▼▼▼

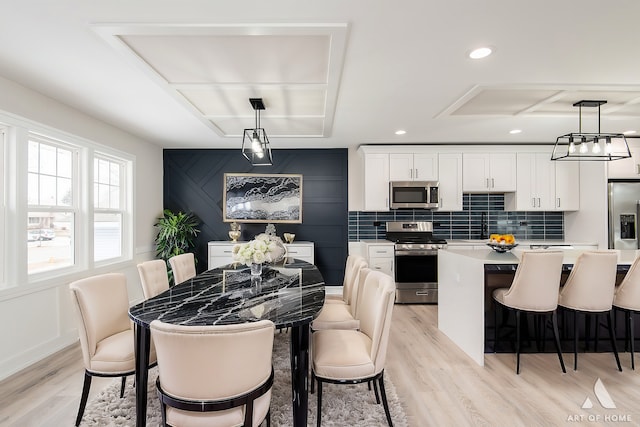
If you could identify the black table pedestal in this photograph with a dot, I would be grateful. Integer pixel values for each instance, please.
(300, 374)
(143, 342)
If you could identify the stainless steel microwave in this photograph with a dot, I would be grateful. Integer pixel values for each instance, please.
(413, 195)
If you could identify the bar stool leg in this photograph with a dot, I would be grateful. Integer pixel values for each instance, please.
(631, 337)
(575, 340)
(613, 339)
(556, 335)
(518, 342)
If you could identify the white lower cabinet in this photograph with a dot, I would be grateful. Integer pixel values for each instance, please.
(380, 257)
(220, 252)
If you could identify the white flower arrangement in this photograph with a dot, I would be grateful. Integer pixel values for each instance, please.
(264, 248)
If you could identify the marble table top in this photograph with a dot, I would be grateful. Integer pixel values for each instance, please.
(289, 293)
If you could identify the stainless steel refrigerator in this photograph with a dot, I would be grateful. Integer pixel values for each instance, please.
(624, 201)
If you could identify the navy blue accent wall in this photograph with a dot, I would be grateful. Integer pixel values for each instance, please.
(465, 224)
(193, 182)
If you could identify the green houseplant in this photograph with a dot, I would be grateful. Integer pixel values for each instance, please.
(176, 235)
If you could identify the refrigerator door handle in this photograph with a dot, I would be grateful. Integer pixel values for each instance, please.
(636, 225)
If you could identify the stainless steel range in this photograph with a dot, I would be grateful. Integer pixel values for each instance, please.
(416, 261)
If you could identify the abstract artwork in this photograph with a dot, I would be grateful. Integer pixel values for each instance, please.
(262, 198)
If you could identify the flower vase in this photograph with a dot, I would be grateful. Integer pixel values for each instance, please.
(256, 269)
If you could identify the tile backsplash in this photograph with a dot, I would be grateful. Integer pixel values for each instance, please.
(465, 224)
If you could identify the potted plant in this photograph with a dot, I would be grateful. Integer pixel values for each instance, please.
(176, 235)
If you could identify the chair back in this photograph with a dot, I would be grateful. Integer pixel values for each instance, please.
(214, 362)
(377, 297)
(183, 267)
(153, 277)
(536, 282)
(591, 283)
(102, 305)
(351, 283)
(628, 293)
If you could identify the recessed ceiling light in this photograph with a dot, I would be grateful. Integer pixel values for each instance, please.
(481, 52)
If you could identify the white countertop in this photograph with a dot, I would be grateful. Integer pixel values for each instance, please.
(524, 243)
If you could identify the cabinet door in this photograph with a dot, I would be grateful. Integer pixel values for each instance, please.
(567, 186)
(450, 178)
(545, 182)
(502, 174)
(401, 167)
(525, 195)
(475, 172)
(376, 182)
(425, 167)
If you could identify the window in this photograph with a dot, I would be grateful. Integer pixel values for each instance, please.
(51, 199)
(108, 208)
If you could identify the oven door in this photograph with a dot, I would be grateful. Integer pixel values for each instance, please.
(416, 274)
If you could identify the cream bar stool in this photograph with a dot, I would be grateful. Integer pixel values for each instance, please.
(534, 290)
(153, 277)
(218, 375)
(589, 289)
(338, 313)
(183, 267)
(349, 289)
(627, 299)
(106, 336)
(357, 356)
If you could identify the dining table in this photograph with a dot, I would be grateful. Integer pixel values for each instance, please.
(290, 293)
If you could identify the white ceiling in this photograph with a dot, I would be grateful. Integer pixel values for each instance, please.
(334, 73)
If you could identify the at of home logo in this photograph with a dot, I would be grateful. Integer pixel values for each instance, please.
(605, 400)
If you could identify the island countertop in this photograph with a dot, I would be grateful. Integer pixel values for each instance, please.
(489, 256)
(461, 291)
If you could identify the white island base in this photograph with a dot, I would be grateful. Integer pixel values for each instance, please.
(461, 303)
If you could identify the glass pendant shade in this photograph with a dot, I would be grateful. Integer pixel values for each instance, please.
(255, 143)
(591, 146)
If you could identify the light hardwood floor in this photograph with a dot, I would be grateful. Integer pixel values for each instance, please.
(437, 383)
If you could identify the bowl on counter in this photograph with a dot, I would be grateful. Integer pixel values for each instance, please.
(501, 247)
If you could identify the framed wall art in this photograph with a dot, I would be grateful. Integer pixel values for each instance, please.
(262, 198)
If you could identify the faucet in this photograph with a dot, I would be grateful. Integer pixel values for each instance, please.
(484, 226)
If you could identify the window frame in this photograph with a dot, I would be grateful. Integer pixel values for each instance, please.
(14, 216)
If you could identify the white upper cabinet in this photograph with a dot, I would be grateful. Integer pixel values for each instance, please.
(567, 186)
(535, 175)
(489, 172)
(376, 182)
(626, 168)
(450, 178)
(413, 167)
(544, 185)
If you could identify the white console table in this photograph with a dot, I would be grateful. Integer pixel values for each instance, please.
(220, 252)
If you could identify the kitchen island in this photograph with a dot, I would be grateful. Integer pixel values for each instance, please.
(461, 282)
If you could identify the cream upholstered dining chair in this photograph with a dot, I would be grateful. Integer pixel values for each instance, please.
(218, 375)
(589, 289)
(347, 356)
(341, 313)
(534, 289)
(183, 267)
(106, 335)
(627, 299)
(153, 277)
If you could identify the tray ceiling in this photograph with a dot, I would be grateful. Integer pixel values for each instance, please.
(214, 70)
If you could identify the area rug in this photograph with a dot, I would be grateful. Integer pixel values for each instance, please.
(342, 405)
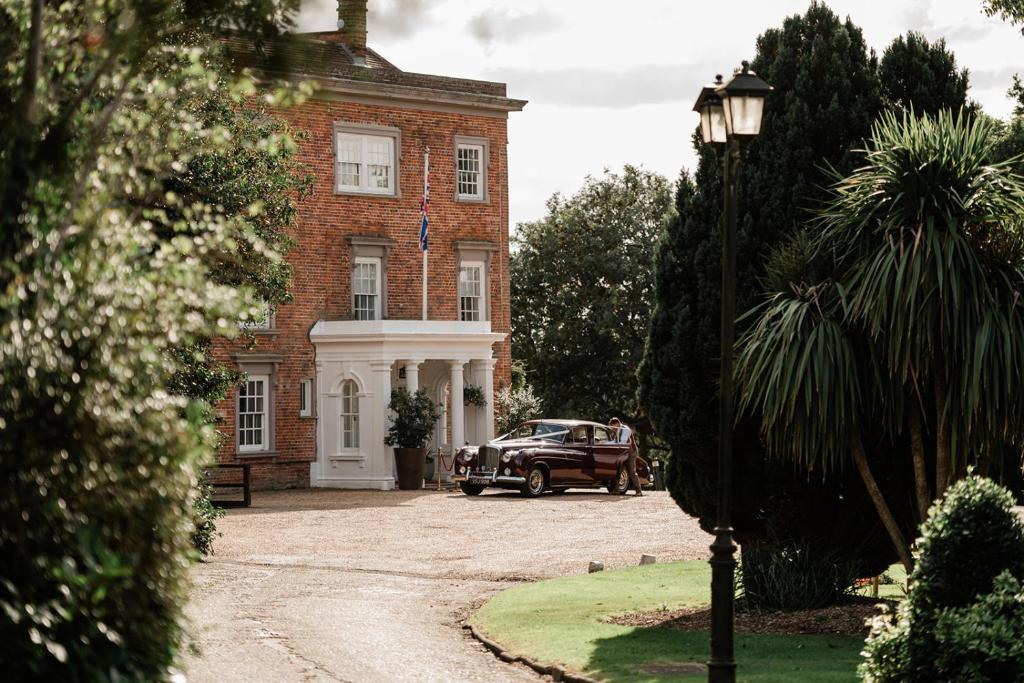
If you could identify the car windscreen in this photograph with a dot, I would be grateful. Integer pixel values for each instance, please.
(550, 432)
(540, 430)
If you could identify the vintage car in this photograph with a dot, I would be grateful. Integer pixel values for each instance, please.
(548, 455)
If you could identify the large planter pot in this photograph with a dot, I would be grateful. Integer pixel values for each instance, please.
(410, 464)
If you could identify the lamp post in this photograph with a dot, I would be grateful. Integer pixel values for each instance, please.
(730, 114)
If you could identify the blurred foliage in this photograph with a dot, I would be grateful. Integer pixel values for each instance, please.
(1009, 10)
(205, 516)
(105, 273)
(583, 290)
(515, 406)
(963, 619)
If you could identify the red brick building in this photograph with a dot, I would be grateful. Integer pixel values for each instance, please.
(313, 409)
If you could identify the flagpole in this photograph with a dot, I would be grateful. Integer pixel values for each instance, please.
(423, 235)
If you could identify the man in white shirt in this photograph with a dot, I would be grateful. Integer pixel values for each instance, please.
(623, 434)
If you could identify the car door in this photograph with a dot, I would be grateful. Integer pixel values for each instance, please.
(606, 455)
(578, 456)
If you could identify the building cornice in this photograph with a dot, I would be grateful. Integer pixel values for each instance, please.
(404, 94)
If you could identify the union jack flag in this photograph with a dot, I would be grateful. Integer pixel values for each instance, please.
(425, 202)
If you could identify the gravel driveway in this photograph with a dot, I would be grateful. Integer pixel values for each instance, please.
(370, 586)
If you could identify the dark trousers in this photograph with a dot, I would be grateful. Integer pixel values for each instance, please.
(632, 465)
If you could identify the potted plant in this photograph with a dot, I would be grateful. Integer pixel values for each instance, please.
(413, 420)
(473, 395)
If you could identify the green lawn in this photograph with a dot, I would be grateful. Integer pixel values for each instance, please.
(559, 622)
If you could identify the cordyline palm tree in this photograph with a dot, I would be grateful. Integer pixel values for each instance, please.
(915, 326)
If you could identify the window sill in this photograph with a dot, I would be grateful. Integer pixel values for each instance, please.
(359, 193)
(471, 200)
(347, 457)
(247, 455)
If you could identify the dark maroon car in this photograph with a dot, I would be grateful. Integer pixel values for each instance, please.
(549, 455)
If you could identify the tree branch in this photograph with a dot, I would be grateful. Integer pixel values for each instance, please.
(921, 488)
(943, 461)
(902, 550)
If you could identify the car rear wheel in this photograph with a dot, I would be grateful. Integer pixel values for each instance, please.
(621, 483)
(471, 488)
(535, 483)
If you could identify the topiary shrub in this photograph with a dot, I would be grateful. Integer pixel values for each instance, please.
(960, 621)
(985, 640)
(792, 575)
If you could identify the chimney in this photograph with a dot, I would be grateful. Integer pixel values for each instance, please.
(352, 25)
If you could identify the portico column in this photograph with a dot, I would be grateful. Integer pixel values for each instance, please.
(458, 412)
(487, 366)
(413, 375)
(381, 460)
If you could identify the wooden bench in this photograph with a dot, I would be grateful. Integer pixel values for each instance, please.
(244, 484)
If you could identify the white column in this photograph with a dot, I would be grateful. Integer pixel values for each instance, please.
(317, 467)
(487, 381)
(458, 413)
(413, 375)
(381, 457)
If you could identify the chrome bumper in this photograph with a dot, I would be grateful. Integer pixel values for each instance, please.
(491, 478)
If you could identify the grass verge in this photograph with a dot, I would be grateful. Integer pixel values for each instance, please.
(560, 622)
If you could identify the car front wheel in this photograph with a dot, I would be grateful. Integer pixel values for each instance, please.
(535, 483)
(471, 488)
(621, 483)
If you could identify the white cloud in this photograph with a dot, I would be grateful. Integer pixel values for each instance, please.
(612, 83)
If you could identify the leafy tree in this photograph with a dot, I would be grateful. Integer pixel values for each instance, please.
(825, 96)
(103, 272)
(915, 74)
(912, 328)
(582, 292)
(1009, 10)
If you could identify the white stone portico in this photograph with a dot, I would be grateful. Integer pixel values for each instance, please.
(357, 365)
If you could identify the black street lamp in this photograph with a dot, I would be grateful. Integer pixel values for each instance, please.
(730, 113)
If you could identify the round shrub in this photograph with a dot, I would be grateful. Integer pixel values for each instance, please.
(964, 616)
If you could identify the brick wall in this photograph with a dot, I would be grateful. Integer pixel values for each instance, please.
(321, 257)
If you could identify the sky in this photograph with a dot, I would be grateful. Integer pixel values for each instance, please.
(611, 83)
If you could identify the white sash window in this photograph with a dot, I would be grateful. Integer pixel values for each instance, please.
(470, 291)
(349, 415)
(469, 171)
(252, 414)
(367, 289)
(365, 164)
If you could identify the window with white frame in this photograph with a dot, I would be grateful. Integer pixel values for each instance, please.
(469, 171)
(367, 289)
(349, 415)
(252, 415)
(305, 398)
(365, 163)
(471, 291)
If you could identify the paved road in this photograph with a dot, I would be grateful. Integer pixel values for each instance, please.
(372, 586)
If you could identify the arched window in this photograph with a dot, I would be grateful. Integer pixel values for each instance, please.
(349, 415)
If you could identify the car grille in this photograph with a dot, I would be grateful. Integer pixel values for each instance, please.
(487, 458)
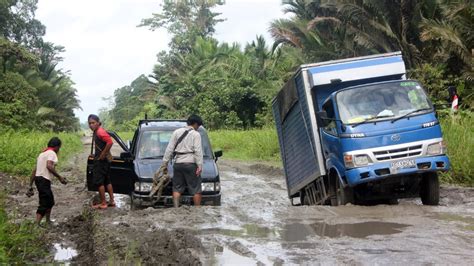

▲▲▲

**Job**
Switch "paved road" to "asphalt road" in the records from the line containing "If you could identify the window with" through the end of the records, and write those lines out again with nothing else changed. Leave the pictures out of your answer.

**Solution**
If you could identify the window with white frame in this photograph with a dot, I would be grateful. Integer pixel values for each instance, please.
(469, 171)
(367, 289)
(349, 415)
(252, 415)
(305, 398)
(365, 163)
(471, 291)
If you could identify the asphalt road in this photograph with a dot, I would be grateful. Integer pixel values for each instance, please.
(372, 586)
If you could identify the arched window in this photograph with a dot, I would be grateful. Integer pixel values for each instance, please.
(349, 415)
If you could identify the car grille in this photograph with a dot, I would be grateful. Integer pixel values for each instance, please.
(487, 458)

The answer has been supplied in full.